Requirement
Restate word for word the lines of the material below, from the line with "the white football jersey" to the line with "the blurred stadium background", both lines included, and no others.

*** Opening Given records ***

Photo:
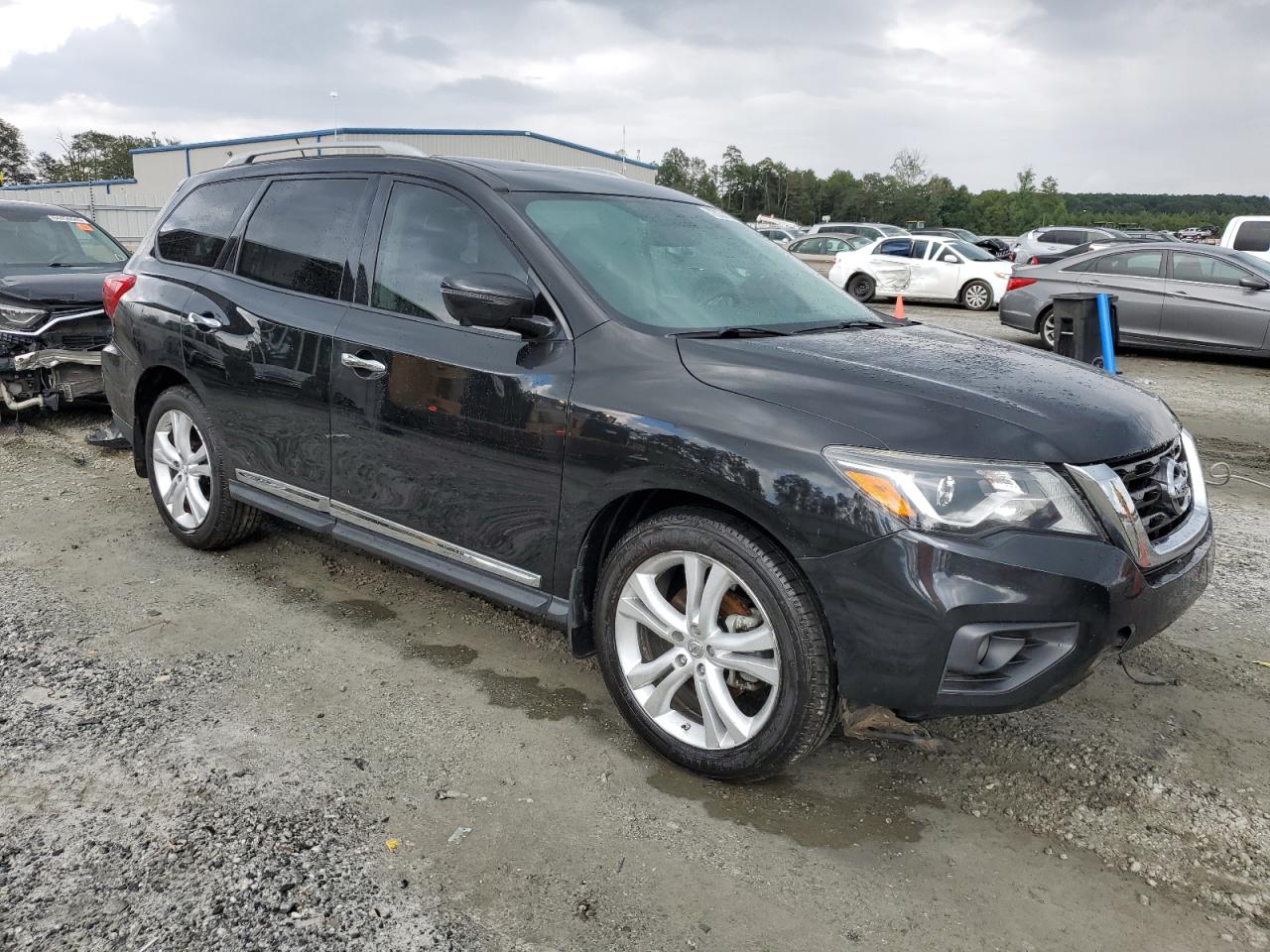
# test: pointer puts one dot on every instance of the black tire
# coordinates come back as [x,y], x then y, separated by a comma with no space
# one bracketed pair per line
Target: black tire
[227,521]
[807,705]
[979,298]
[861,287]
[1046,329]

*** Closing Given records ***
*** Opening Given records ***

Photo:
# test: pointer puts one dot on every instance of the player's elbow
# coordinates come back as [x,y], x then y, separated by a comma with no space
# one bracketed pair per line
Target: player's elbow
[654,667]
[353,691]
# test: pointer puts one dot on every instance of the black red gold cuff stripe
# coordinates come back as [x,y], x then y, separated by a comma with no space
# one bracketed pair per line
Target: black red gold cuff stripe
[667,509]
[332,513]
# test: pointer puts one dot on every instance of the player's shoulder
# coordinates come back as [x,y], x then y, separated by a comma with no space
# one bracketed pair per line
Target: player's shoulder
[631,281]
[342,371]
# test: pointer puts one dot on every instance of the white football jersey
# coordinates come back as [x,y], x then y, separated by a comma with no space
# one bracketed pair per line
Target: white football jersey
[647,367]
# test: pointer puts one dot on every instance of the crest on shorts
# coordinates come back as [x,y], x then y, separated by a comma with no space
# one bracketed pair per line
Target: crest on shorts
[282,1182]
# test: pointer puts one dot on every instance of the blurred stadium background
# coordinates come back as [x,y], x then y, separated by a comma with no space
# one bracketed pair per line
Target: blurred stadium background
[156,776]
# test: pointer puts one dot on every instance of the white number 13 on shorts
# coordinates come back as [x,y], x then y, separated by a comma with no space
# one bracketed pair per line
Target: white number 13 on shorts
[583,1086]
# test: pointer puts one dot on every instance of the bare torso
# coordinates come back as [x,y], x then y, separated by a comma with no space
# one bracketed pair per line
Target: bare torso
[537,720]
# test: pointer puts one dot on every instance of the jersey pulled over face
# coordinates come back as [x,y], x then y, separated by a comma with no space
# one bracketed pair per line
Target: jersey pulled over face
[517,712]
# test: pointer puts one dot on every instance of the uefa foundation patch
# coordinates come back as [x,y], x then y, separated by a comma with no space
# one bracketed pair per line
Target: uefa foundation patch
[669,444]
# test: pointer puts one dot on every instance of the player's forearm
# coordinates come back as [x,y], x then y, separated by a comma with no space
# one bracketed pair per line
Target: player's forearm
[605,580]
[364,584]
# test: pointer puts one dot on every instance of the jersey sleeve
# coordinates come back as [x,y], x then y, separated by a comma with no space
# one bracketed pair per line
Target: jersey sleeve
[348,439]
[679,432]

*** Closing Given records ***
*** Opening Given records ***

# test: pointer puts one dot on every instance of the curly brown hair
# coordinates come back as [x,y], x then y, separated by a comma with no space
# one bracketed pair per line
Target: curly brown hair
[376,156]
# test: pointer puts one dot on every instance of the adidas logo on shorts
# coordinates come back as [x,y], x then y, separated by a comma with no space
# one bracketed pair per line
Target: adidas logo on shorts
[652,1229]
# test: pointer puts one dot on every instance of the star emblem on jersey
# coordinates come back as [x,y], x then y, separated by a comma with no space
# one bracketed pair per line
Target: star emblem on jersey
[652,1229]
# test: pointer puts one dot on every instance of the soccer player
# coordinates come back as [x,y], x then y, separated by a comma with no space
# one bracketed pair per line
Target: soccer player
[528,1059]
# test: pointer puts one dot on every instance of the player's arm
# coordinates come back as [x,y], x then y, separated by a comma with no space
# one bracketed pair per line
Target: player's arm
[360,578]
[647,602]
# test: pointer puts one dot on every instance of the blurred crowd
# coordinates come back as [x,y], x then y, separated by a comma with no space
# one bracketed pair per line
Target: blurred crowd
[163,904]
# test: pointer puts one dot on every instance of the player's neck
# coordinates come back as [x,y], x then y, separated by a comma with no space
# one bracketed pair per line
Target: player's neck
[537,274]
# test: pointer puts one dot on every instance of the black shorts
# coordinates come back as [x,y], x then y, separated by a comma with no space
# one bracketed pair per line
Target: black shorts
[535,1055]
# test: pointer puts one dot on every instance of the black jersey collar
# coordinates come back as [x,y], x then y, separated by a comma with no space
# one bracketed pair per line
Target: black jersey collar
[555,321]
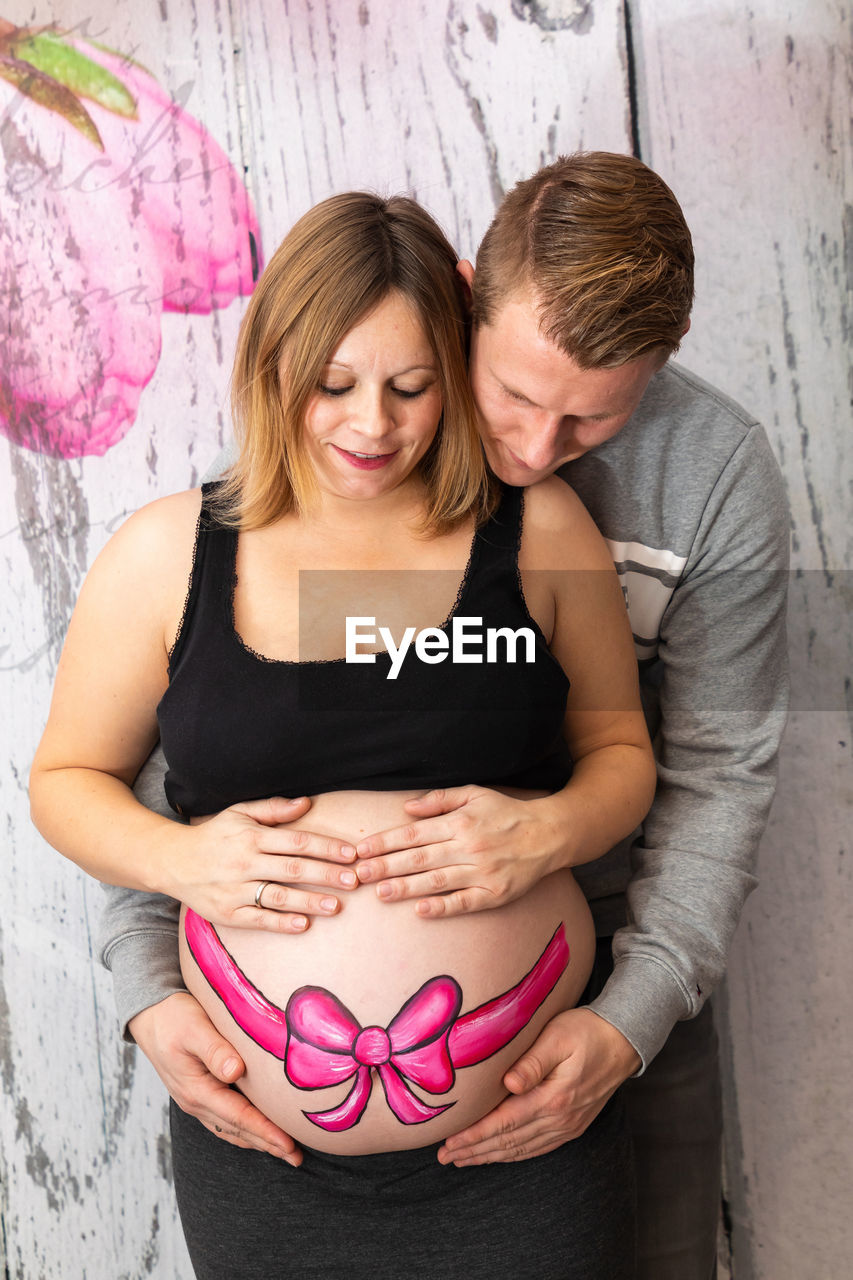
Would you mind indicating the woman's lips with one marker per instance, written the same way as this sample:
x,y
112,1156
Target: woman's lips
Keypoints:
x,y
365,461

*** Closing Given records ***

Exercise answer
# test: pointer puts one dot on every instance of the white football jersey
# coordinates come back as [x,y], x then y, separated by a comma with no space
# one bracketed pair per line
Target: white football jersey
[647,367]
# test: pointer puts one dot on every instance of the crest on shorts
# coordinates come back as [x,y], x then y, separated by a comma with no space
# one bracketed pair per line
Target: crest on shorts
[282,1182]
# test: pointer puts one dot on every instance of the blurred stadium background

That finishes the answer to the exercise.